TASK DATA:
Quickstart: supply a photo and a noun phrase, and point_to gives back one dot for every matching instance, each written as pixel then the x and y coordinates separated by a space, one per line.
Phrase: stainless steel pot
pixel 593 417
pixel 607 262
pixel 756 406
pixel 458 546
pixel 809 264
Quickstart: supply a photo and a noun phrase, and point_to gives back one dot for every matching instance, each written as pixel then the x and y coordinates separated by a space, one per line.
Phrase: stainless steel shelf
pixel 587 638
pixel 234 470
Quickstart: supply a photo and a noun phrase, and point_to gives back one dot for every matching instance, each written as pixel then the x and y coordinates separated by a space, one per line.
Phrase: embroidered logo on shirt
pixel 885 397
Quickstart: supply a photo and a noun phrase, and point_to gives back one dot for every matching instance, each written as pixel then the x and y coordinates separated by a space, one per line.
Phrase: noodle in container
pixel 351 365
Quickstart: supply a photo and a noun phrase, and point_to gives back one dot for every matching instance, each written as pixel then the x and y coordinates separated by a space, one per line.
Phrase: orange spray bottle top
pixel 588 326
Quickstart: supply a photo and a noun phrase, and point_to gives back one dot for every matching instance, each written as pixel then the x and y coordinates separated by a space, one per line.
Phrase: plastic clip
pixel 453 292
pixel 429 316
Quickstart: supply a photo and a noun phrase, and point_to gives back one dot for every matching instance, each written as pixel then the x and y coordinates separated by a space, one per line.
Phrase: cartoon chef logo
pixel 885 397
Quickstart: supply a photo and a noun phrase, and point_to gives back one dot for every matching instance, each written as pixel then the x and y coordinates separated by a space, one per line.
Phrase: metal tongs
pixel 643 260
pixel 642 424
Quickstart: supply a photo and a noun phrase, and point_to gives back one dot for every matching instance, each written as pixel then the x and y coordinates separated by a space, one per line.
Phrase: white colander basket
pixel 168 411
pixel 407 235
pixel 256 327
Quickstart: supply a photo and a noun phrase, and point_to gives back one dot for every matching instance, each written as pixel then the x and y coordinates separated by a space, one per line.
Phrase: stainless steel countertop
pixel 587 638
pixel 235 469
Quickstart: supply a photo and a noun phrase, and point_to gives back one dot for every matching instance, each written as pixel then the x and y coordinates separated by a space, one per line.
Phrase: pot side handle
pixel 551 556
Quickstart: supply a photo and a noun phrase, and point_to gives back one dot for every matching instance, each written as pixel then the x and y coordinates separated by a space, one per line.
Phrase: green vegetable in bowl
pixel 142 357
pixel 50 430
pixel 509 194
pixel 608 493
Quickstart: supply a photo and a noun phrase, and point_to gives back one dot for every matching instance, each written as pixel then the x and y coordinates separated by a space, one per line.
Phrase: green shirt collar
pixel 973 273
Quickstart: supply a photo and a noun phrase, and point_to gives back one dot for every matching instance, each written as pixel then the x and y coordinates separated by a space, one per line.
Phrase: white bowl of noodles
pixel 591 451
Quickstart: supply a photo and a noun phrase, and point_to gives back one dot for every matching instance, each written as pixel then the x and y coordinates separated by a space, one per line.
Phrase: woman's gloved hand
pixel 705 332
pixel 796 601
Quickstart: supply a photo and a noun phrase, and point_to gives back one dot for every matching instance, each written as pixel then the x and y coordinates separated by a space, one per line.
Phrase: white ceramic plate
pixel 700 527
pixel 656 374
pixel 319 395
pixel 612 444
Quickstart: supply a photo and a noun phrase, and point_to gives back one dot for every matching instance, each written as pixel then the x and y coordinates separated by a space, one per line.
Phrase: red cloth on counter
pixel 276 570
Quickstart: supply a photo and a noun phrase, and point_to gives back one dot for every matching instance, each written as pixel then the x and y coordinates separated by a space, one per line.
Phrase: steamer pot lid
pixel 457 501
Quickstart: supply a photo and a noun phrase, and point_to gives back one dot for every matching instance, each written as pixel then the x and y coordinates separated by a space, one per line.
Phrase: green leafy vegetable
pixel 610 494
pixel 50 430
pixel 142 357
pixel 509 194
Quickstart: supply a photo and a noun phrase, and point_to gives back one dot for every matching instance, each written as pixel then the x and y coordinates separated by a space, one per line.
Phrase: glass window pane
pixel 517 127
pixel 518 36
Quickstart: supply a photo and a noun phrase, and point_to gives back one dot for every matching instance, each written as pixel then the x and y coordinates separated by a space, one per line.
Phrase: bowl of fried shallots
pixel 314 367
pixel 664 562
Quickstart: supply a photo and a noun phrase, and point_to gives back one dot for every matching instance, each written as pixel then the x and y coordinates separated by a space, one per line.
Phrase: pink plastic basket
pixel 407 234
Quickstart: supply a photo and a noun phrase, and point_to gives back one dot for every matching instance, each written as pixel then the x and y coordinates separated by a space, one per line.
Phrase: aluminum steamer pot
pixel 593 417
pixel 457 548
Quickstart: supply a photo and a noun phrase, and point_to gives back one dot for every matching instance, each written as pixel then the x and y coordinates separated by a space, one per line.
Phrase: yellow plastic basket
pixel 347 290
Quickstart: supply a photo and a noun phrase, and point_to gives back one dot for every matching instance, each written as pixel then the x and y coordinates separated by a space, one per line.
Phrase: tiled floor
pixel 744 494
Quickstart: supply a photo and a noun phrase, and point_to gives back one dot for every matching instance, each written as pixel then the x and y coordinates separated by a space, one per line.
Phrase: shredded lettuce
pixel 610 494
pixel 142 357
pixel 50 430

WHAT YOU NEED TO DO:
Copy the records again, substituting "short description" for every occurrence of "noun phrase" and keeping everything else unchanged.

EXPECTED ANSWER:
Quickstart: supply a photo and a short description, and point_to gives back one dot for every matching instance, each written as pixel then the x and y coordinates separated by a space, one per line.
Phrase: stainless steel pot
pixel 593 417
pixel 607 262
pixel 756 406
pixel 458 546
pixel 809 264
Quickstart: supply a photo and a short description, and point_to gives back one dot for every matching instance, each written as pixel then the x and y coordinates separated by a space, one per line.
Phrase: stainless steel shelf
pixel 587 638
pixel 234 470
Quickstart: supply a photo and a short description, and point_to gives back one dot for every matching instance, each written as pixel then the x and y coordinates separated by a space, one per line.
Phrase: embroidered logo on shirt
pixel 885 397
Quickstart: supply a photo and a short description, and point_to gives back one dot for every matching instance, each written as pixel then the x and y coordinates separated by a space, one per line.
Phrase: noodle in container
pixel 351 365
Quickstart: supply a photo and a short description, and point_to gives back one dot for every matching instance, each written as pixel then the x and y coordinates separated by a space, one per line.
Phrase: orange spray bottle top
pixel 588 326
Quickstart: supply a photo and a short description, and point_to gives back one dot for every matching instance, each written as pixel then the x and y coordinates separated by a space, one per line.
Phrase: plastic clip
pixel 453 292
pixel 429 316
Quickstart: supply a photo and a short description, and point_to gives back one dot for every matching instance, each written as pixel then the x and y coordinates separated by a space, one per line.
Phrase: cartoon chef logo
pixel 885 397
Quickstart: supply a photo and a short description, and point_to gives back one dot for every matching instance, each written as pixel then the x and y coordinates separated by a space, one per line.
Phrase: metal tongs
pixel 643 260
pixel 642 424
Quickstart: supply a photo and a short description, and point_to gives back one dot for every matching instance, each written as pixel then the x and y coordinates separated by a space, one per line.
Phrase: white colander basket
pixel 168 411
pixel 407 235
pixel 256 327
Quickstart: supply a photo and a short description, and point_to gives back one dot for every matching instance, each written as pixel then the x and y coordinates separated by a space, one per line.
Phrase: stainless steel countertop
pixel 587 638
pixel 235 469
Quickstart: supply a photo and a short description, and point_to gives back one dot for every matching instance, each written as pixel then the x and y coordinates separated by a space, one per line.
Phrase: pot side handle
pixel 551 556
Quickstart: supply a photo and a short description, and point_to gives back one dot for every matching instance, each written as pixel then the x and y coordinates separated by a space, one per line.
Phrase: green vegetable in bowl
pixel 142 357
pixel 50 430
pixel 509 194
pixel 608 493
Quickstart: supply a photo and a short description, and point_to gives back one dot for every matching instance, each written as pixel then the x and y coordinates separated by a space, one per line.
Phrase: green shirt collar
pixel 973 273
Quickstart: supply a photo and a short description, and point_to gives back one dot for every matching instance, each written as pixel then the x and y coordinates separated by a space, one per line.
Phrase: white bowl of noodles
pixel 591 451
Quickstart: supply a photo and a short description, and point_to gives back one dot for every matching instance, each written as pixel then the x and y coordinates separated by a space, one per line.
Phrase: woman's gloved hand
pixel 705 332
pixel 796 601
Quickstart: supply a photo and a short description, and point_to gives back one dot for every matching instance, each written as pixel then the x and y coordinates separated by a space, one per line.
Phrase: white ceramic plate
pixel 700 527
pixel 656 374
pixel 319 395
pixel 612 444
Quickstart: supply a photo and a short description, and point_to gives back one dot for every matching instance, each written as pixel then the x and y coordinates separated by a space, one per line.
Phrase: red cloth on counter
pixel 276 570
Quickstart: supply a photo and a short description, and point_to gives back one dot for every matching instance, each written as pixel then the x and y coordinates separated by a space, one per line.
Phrase: steamer pot lid
pixel 457 501
Quickstart: supply a photo and a short description, and point_to gives back one dot for every matching instance, each written as pixel then the x and y coordinates separated by a space, one per line.
Phrase: green leafy vegetable
pixel 610 494
pixel 50 430
pixel 142 357
pixel 509 194
Quickstart: supply a photo and a short description, and point_to gives back one dot for every matching instance, each written as pixel then the x and y coordinates separated by a space, one per line.
Phrase: glass window pane
pixel 517 127
pixel 518 36
Quickstart: supply a photo and a short description, and point_to gives back one dot for every matching instance, each written as pixel then the x and y coordinates separated by a space, one per line.
Phrase: bowl of fried shallots
pixel 314 367
pixel 664 562
Quickstart: supply a photo and a short description, and point_to gives back one dot for every matching instance, each written as pixel then the x and y coordinates separated by a space, one per line.
Phrase: pink plastic basket
pixel 407 234
Quickstart: supply a photo and a short description, and point_to gives back one dot for every matching instance, each written as pixel then the x and y coordinates separated by a space, one per line.
Phrase: aluminum steamer pot
pixel 593 417
pixel 457 548
Quickstart: supply a photo and a short description, and point_to gives back one dot for every matching instance, each written as pixel then the x and y coordinates separated by a space, one per line.
Phrase: yellow plastic basket
pixel 347 290
Quickstart: supply a photo and a short description, and point_to gives back one dot for every matching instance, each written as pixel then the x and y coordinates separated by a space, one per line.
Phrase: tiled floor
pixel 744 494
Quickstart: supply a photo and a short description, and point_to gives back one dot for every matching instance, each written as pixel then the x and y coordinates separated by a space, one per line.
Phrase: shredded lettuce
pixel 610 494
pixel 142 357
pixel 50 430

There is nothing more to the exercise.